(Saved entries)
——————————

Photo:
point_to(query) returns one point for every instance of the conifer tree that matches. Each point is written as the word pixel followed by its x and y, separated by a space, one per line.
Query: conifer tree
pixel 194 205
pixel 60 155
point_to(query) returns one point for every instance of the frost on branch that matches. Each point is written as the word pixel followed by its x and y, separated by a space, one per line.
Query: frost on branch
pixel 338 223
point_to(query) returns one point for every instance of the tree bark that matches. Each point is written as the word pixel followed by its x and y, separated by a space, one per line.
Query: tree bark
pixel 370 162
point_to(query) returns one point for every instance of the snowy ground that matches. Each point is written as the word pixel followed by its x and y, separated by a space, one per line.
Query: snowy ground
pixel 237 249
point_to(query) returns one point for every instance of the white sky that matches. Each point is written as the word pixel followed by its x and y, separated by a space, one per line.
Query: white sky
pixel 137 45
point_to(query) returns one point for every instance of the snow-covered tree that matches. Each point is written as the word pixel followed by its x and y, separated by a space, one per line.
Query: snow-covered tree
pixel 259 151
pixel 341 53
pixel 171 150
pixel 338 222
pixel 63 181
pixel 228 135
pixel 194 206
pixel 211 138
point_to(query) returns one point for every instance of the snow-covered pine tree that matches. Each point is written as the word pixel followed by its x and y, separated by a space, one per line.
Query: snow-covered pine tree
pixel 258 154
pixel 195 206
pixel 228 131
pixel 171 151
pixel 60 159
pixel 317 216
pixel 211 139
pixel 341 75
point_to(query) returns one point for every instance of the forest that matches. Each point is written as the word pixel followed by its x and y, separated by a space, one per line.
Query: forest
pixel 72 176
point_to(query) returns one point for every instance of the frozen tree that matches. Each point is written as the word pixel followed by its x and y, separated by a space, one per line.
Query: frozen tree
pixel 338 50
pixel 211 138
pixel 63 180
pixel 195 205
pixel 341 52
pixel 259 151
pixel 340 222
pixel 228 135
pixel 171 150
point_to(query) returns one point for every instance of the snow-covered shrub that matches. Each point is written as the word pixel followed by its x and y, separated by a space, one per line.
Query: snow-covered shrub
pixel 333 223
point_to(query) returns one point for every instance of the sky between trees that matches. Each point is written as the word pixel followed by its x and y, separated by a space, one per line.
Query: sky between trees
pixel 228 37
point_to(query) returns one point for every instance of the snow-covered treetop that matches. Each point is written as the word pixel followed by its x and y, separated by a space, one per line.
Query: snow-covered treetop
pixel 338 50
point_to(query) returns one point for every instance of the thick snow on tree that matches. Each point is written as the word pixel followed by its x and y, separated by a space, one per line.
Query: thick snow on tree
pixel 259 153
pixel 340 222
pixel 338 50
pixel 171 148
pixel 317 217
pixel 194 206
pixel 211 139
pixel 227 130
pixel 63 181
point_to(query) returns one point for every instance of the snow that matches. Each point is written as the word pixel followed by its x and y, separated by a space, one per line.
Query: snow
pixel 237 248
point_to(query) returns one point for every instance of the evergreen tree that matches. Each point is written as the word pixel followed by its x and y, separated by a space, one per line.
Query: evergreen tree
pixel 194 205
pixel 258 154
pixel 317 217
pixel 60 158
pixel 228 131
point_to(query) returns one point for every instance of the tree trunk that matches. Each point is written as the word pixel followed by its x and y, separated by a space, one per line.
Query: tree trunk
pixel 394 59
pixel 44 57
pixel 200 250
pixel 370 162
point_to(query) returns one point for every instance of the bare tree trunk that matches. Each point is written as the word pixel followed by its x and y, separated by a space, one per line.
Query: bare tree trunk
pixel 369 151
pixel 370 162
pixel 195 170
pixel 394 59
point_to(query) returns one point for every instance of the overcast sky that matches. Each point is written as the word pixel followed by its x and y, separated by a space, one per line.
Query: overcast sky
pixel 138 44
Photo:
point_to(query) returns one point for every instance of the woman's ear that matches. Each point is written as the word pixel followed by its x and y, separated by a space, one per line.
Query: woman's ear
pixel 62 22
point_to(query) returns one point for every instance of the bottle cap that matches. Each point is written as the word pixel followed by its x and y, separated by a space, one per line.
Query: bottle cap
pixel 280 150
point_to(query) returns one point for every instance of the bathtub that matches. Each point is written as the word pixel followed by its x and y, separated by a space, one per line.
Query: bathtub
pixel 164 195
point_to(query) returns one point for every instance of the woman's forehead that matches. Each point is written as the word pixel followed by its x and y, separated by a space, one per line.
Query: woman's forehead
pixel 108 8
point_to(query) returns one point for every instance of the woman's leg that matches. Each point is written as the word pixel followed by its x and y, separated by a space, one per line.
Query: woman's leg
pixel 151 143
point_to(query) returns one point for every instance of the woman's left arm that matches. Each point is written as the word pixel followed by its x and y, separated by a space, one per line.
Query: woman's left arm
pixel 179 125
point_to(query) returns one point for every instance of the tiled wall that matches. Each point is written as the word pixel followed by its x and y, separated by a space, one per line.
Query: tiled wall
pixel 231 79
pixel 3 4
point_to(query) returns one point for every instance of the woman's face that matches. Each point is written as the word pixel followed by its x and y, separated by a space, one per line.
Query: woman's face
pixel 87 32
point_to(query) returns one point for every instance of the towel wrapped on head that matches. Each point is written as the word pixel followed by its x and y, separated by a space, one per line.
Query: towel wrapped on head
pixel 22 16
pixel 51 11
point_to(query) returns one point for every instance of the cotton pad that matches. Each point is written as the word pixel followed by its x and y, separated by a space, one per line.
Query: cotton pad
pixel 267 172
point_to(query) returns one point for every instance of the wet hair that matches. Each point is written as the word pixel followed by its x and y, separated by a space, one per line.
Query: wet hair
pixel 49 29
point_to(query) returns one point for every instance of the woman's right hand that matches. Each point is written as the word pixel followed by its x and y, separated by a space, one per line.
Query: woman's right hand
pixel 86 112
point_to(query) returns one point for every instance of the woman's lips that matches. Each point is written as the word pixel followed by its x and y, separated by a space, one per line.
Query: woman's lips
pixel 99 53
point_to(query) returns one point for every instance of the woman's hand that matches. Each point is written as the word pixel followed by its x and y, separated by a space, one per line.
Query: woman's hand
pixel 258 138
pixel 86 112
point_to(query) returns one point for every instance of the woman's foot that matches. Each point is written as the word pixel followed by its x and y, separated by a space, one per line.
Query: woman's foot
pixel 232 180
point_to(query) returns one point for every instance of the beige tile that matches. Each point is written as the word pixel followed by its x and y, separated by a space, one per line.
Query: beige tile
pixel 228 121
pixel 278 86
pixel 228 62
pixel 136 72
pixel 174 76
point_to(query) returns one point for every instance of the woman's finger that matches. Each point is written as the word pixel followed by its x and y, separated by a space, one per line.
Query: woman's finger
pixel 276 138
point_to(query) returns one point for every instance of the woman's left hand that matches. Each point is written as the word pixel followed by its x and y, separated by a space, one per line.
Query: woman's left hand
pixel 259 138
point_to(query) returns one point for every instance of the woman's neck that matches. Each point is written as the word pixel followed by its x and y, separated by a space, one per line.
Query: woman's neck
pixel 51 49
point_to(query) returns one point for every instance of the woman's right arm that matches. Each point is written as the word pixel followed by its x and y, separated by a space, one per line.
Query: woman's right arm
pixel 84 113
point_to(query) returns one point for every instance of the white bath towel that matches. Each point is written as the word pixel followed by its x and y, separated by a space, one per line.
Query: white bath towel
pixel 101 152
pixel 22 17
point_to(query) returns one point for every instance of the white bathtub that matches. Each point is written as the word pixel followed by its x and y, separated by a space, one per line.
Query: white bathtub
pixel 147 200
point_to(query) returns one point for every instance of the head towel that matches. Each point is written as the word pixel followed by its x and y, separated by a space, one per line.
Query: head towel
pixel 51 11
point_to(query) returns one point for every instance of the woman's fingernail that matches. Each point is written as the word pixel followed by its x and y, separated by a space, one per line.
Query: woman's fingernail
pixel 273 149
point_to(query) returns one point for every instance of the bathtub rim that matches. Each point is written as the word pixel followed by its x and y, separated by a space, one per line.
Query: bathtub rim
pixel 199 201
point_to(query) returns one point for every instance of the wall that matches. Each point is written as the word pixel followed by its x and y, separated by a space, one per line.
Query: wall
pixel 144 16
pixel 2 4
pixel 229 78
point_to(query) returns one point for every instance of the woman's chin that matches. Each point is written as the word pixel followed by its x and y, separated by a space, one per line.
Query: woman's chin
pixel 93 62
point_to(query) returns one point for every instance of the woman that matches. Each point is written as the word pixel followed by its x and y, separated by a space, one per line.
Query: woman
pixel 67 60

——————————

- **TASK ITEM**
Copy only this part of the entries above: the line with "Query: sky between trees", the line with "of the thick", and the lines between, all exactly as written.

- **OUTPUT OF THE EXERCISE**
Query: sky between trees
pixel 228 37
point_to(query) returns one point for every instance of the snow-covered treetop that matches. Each point is written as the word pixel followed by its x and y, separated by a space, one per line.
Query: snow-covered treetop
pixel 338 50
point_to(query) returns one point for every instance of the thick snow on tree that matches. Each point is written as the word pixel followed by its x and y, separated by a space, one per line.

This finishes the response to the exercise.